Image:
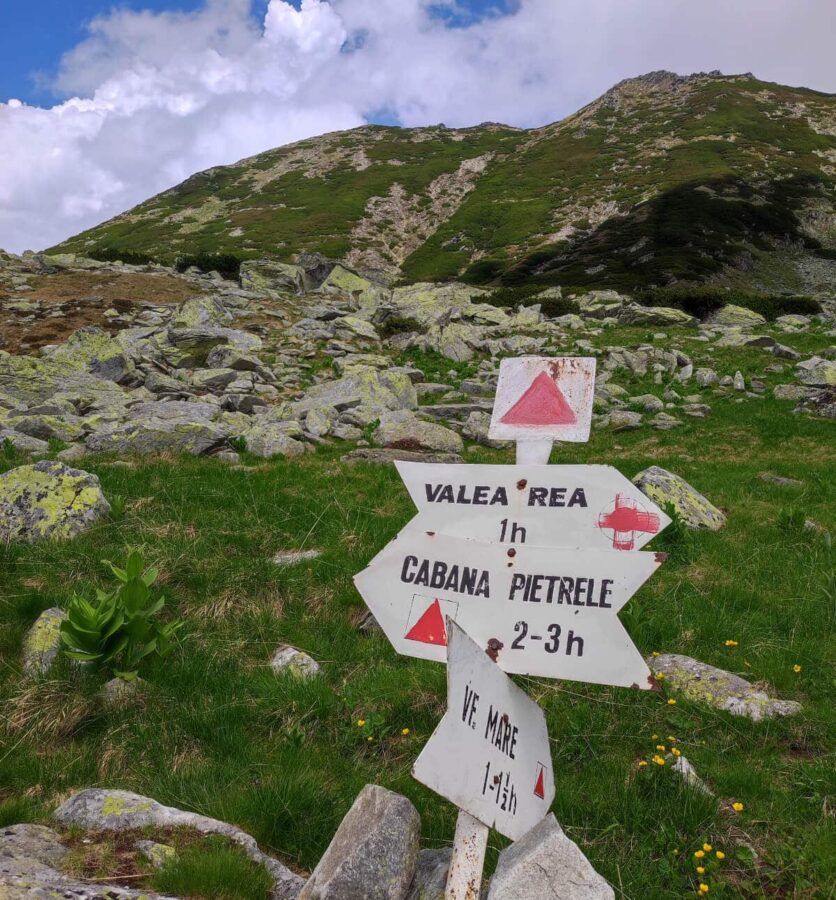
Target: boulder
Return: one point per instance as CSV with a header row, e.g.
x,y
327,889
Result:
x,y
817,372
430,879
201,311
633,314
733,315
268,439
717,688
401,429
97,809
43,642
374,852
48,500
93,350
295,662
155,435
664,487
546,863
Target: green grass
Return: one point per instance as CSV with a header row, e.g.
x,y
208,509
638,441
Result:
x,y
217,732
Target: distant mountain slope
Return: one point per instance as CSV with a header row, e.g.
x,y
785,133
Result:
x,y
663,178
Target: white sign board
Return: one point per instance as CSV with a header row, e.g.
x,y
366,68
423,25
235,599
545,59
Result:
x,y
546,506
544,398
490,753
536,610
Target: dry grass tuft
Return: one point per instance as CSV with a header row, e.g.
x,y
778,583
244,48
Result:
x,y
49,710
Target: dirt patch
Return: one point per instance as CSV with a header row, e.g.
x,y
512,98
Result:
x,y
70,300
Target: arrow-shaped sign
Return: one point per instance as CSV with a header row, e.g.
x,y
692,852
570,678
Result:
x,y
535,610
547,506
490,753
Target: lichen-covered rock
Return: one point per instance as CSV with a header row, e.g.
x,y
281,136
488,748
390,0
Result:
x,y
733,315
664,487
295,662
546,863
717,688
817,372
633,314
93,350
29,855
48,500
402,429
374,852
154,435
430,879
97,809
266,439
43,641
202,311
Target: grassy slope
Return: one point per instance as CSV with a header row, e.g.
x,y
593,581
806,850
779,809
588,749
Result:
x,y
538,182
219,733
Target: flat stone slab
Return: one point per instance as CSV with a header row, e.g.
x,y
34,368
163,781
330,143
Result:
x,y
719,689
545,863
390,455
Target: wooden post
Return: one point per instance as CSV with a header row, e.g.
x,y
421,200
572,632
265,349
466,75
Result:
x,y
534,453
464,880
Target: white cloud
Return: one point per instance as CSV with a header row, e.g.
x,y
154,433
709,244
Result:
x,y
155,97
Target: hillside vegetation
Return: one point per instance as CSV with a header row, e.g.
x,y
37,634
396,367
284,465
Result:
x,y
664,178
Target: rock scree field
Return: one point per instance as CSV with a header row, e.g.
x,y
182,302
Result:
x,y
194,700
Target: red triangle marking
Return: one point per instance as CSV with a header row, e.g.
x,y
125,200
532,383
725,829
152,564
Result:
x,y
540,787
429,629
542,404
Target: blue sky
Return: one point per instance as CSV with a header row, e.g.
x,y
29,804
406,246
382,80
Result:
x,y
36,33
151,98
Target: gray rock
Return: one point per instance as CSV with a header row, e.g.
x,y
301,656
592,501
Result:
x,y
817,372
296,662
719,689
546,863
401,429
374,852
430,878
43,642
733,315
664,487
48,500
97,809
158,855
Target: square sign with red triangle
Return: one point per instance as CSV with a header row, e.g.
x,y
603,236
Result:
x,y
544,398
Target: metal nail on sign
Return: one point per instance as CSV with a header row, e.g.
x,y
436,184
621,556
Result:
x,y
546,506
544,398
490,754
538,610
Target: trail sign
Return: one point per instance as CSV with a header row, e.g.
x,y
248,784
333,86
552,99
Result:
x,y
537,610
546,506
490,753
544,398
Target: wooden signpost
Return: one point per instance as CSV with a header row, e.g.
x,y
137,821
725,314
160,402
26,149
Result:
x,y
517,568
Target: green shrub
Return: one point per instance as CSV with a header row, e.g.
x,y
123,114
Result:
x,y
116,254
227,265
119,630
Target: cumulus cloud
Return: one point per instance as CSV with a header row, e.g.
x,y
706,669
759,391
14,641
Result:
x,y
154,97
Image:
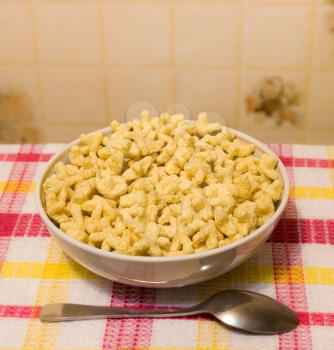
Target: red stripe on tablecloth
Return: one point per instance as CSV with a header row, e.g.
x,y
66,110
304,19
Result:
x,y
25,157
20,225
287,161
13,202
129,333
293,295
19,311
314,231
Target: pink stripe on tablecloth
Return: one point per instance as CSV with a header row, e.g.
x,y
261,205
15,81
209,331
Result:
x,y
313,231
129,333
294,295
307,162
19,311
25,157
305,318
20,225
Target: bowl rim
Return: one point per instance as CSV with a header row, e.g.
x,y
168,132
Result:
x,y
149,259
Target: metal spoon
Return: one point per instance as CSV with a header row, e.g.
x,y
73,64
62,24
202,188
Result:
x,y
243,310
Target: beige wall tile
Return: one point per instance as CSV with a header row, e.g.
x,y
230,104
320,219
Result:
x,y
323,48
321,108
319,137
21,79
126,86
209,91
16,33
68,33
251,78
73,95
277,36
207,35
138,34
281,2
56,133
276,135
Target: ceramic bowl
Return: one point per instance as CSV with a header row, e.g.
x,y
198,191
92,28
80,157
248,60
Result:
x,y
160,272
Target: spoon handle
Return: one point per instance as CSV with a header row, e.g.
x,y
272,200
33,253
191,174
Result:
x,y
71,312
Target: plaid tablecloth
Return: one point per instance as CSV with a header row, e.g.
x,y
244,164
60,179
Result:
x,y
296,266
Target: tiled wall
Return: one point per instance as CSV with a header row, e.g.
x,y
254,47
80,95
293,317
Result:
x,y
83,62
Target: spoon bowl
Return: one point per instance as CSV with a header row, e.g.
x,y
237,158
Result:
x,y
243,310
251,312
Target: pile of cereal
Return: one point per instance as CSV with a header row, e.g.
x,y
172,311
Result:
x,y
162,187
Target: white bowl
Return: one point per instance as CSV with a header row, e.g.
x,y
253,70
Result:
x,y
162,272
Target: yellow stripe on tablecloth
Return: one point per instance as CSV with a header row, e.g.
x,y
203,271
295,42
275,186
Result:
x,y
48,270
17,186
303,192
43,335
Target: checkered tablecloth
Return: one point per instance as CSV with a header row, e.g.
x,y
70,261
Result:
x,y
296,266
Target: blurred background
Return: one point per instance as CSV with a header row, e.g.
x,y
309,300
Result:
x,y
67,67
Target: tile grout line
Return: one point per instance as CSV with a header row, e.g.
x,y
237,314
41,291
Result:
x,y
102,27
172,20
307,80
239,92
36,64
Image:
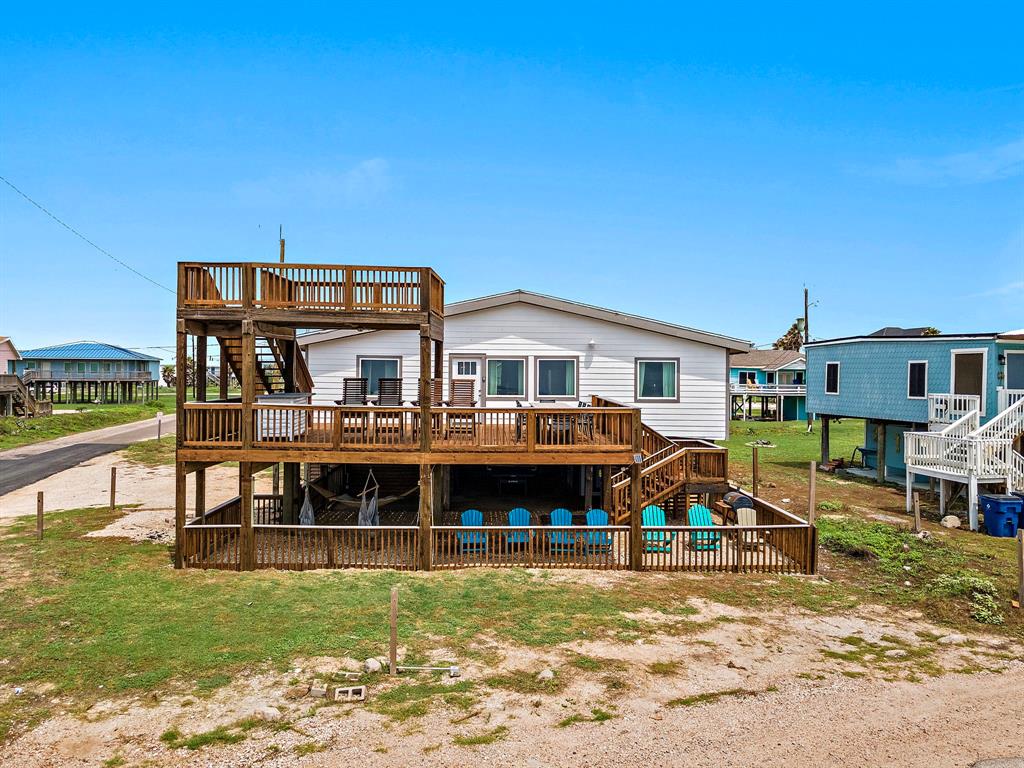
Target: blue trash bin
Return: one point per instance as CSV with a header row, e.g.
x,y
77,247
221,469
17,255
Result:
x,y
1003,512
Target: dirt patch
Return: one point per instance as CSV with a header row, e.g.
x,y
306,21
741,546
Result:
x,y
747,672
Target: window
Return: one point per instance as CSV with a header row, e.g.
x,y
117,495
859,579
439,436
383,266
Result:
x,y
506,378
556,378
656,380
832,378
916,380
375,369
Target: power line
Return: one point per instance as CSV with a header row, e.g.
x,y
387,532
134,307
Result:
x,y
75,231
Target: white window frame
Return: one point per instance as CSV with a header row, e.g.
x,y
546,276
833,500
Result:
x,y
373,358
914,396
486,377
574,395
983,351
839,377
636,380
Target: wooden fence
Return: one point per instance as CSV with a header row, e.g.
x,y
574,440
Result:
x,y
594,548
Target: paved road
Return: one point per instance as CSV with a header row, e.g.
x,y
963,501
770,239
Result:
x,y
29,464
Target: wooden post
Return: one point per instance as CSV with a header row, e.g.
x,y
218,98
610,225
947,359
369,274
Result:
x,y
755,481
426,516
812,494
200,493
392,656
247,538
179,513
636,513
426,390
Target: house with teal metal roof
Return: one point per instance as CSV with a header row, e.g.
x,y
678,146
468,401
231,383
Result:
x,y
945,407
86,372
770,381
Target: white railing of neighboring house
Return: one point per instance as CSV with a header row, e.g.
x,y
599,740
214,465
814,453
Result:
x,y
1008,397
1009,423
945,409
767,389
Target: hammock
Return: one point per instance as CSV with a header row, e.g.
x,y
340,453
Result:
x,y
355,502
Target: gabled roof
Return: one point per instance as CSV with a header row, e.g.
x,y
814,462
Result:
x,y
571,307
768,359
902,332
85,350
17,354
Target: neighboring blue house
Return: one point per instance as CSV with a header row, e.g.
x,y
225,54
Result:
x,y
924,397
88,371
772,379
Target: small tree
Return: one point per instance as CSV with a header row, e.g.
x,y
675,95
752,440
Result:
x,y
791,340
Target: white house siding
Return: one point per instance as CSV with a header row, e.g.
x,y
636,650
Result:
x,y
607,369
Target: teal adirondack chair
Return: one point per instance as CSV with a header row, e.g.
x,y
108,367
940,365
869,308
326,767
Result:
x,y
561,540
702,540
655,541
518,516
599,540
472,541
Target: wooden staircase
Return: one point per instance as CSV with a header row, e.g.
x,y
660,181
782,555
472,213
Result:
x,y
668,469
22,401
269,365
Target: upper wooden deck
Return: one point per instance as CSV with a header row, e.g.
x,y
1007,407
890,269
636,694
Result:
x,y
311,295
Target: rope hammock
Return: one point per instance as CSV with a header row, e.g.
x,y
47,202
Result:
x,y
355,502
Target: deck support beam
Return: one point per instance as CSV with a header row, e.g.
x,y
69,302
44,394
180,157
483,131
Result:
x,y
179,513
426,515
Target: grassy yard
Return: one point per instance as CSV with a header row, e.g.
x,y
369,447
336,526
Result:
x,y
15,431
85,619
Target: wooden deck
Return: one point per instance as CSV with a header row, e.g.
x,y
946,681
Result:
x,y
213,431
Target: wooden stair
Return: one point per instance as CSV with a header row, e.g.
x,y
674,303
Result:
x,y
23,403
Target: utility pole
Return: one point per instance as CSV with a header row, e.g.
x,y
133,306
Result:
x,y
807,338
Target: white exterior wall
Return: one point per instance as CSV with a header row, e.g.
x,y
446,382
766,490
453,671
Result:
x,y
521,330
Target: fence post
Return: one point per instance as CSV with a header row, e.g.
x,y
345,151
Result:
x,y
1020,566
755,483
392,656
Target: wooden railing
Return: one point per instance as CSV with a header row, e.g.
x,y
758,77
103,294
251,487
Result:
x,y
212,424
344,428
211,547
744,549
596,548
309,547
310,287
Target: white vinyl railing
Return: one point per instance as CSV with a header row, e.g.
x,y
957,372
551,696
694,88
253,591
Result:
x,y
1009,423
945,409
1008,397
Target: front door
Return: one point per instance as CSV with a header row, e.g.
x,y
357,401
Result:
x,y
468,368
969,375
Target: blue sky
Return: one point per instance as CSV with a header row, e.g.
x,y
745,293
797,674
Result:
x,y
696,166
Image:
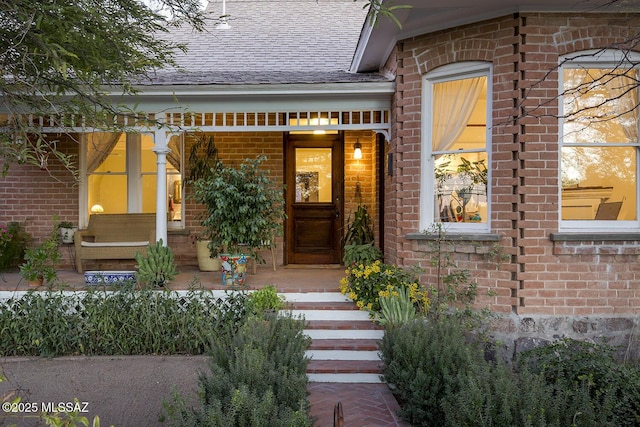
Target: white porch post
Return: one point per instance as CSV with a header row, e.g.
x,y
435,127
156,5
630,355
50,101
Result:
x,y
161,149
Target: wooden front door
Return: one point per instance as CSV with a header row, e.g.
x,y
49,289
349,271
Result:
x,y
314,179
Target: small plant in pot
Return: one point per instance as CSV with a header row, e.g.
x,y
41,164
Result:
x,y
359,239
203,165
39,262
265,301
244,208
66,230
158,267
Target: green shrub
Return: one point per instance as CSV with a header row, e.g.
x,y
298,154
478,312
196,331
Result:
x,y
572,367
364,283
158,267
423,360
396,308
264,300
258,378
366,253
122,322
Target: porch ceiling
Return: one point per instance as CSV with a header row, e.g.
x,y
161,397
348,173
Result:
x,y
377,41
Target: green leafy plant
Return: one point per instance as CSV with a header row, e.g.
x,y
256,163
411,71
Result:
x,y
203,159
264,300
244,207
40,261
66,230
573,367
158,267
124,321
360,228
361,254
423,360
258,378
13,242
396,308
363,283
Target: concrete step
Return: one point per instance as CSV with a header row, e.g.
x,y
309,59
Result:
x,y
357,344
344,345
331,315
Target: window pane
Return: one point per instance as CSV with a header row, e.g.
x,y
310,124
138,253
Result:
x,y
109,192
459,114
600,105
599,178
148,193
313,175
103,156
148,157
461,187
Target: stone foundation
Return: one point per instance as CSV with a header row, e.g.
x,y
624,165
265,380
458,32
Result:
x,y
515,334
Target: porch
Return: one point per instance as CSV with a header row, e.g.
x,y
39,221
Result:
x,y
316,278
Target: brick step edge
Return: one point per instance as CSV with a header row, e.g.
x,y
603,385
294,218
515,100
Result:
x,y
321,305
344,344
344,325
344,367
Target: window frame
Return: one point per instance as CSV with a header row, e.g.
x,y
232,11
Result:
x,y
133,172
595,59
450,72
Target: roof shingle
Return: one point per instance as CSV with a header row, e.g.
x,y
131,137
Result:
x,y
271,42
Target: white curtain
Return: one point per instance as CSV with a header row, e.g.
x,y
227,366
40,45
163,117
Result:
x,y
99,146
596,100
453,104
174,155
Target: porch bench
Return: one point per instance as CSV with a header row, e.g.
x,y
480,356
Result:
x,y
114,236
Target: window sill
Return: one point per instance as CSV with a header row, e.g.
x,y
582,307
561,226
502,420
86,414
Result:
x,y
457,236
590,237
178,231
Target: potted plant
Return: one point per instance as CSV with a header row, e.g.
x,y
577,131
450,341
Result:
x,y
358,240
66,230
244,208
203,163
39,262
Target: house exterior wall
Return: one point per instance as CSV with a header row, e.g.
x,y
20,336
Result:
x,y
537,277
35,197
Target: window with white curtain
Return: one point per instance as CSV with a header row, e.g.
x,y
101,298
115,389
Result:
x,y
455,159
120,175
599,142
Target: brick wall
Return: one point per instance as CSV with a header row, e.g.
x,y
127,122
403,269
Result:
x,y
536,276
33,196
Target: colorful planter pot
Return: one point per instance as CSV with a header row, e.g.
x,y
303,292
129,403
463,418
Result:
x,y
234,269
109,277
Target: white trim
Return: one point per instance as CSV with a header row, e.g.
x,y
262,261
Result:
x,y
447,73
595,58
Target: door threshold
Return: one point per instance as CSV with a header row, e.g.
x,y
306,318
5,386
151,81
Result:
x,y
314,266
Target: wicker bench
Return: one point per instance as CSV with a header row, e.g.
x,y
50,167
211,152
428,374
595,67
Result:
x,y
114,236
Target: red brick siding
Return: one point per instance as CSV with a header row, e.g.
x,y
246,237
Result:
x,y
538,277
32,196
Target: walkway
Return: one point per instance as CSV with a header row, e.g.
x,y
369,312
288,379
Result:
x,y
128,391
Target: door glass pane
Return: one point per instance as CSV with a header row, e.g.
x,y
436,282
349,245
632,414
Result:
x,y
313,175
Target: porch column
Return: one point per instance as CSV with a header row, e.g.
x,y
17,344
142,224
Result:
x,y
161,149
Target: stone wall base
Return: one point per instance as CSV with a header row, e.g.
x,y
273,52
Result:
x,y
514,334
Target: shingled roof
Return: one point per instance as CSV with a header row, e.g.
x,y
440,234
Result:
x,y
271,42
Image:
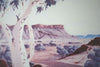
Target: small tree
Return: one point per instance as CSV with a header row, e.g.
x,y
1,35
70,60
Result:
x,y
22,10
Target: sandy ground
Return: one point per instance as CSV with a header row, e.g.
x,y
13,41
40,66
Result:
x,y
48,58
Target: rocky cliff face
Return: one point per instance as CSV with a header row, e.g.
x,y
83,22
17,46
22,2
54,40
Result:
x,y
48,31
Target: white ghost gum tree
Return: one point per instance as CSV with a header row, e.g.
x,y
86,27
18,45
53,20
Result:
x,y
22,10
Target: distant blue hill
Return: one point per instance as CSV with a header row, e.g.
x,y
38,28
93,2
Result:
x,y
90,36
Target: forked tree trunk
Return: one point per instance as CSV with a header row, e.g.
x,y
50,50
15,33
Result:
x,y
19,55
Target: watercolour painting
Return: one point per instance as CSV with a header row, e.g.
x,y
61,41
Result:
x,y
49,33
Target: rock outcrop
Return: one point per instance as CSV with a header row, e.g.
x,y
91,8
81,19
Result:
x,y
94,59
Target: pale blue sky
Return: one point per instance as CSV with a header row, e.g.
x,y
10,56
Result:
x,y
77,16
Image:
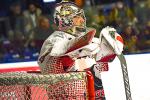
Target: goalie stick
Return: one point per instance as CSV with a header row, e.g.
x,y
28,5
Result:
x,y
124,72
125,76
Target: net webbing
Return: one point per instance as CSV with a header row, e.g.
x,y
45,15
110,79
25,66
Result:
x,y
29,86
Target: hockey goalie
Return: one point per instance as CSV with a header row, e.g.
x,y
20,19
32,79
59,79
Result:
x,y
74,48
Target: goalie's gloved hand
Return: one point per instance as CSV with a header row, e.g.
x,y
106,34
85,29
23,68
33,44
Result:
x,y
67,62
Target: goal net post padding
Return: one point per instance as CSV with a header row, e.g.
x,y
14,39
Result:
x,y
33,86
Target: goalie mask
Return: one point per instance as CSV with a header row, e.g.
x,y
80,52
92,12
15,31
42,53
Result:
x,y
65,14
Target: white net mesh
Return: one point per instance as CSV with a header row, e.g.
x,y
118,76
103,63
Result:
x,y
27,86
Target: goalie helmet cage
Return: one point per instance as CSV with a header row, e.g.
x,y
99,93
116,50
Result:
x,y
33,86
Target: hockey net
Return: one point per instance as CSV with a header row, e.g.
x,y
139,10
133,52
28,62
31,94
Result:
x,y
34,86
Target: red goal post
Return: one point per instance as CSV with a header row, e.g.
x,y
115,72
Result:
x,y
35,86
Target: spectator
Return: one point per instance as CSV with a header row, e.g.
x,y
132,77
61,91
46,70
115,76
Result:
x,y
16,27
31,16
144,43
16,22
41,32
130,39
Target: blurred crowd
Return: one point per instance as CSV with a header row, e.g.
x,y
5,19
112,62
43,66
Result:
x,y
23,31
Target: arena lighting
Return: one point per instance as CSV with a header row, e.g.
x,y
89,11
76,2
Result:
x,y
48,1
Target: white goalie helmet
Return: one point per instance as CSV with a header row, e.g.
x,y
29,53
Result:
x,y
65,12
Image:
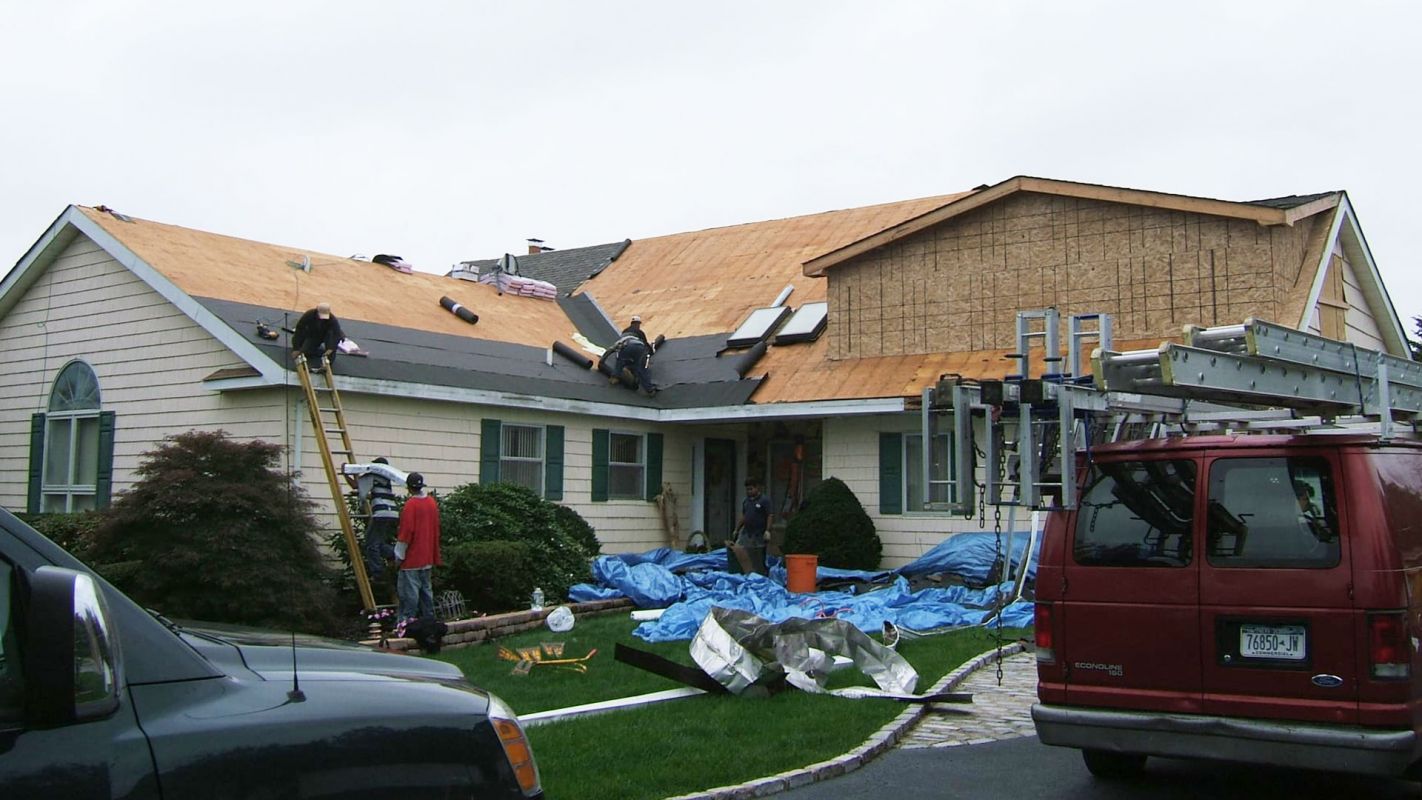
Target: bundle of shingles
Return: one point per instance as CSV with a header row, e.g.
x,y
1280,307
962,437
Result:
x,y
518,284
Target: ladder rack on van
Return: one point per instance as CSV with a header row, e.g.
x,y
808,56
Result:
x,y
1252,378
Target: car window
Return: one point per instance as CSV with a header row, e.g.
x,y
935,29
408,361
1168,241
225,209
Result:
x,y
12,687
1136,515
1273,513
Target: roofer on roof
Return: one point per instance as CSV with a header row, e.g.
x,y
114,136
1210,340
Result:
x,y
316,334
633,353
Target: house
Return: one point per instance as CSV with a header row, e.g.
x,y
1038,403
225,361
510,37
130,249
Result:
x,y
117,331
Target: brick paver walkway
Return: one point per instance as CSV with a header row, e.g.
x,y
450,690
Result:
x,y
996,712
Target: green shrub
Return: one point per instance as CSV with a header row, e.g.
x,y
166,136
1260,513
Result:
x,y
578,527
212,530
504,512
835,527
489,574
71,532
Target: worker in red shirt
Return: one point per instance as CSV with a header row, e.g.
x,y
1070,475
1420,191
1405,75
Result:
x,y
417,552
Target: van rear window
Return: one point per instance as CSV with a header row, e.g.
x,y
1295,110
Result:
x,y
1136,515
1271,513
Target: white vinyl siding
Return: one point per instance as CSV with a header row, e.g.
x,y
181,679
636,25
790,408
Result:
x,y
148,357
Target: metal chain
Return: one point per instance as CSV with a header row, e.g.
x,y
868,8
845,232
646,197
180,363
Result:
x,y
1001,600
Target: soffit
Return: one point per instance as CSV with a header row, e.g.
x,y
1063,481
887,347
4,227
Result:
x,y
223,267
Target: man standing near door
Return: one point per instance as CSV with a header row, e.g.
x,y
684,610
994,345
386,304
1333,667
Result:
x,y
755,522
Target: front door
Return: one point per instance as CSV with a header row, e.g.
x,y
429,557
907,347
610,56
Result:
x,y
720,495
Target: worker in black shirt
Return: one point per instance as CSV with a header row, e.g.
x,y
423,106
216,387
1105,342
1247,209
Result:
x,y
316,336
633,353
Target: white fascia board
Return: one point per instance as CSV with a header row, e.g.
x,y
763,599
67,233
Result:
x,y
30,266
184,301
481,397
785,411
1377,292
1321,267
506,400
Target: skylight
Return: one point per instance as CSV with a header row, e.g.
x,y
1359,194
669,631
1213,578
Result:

### GOAL
Starting at the line that contains "Target: van rear window", repeat each line exactly through the last one in the listing. Include both of those lines and nothing more.

### EXPECTED OUTPUT
Target: van rear window
Return: one point per instance as CSV with a header row, e.g.
x,y
1295,110
Result:
x,y
1136,515
1271,513
Target: white vinyl siding
Return: one point per instance as CSV with a header row, e.g.
x,y
181,679
636,25
790,408
Result:
x,y
148,357
Target: metal chain
Return: one point per instance as CSV with a header row, e.g.
x,y
868,8
845,232
646,197
180,363
Result:
x,y
1001,600
Target: soffit
Return: one point per instance as CSV with a header row, e.g.
x,y
1063,481
887,347
4,227
Result:
x,y
223,267
Target: man standing near door
Return: one point per instance as CSV with a header row, e.g.
x,y
684,610
994,345
386,304
1333,667
Result:
x,y
755,522
Target: front door
Return: one point per instance as CSV with a header row, e.g.
x,y
429,557
907,347
610,56
Result:
x,y
720,495
Target: worker in black shirt
Return: one point per instance as CSV with a header row, e.g.
x,y
423,106
216,387
1105,342
1247,209
Result:
x,y
316,336
633,353
Target: white fascia board
Return: one point per instance as CSV with a header row, e.g.
x,y
763,599
67,233
Result:
x,y
30,266
184,301
481,397
785,411
1377,292
1321,267
506,400
Target: skylight
Return: one point per instance as CSV with a header row, e.g.
x,y
1359,194
669,631
1213,578
Result:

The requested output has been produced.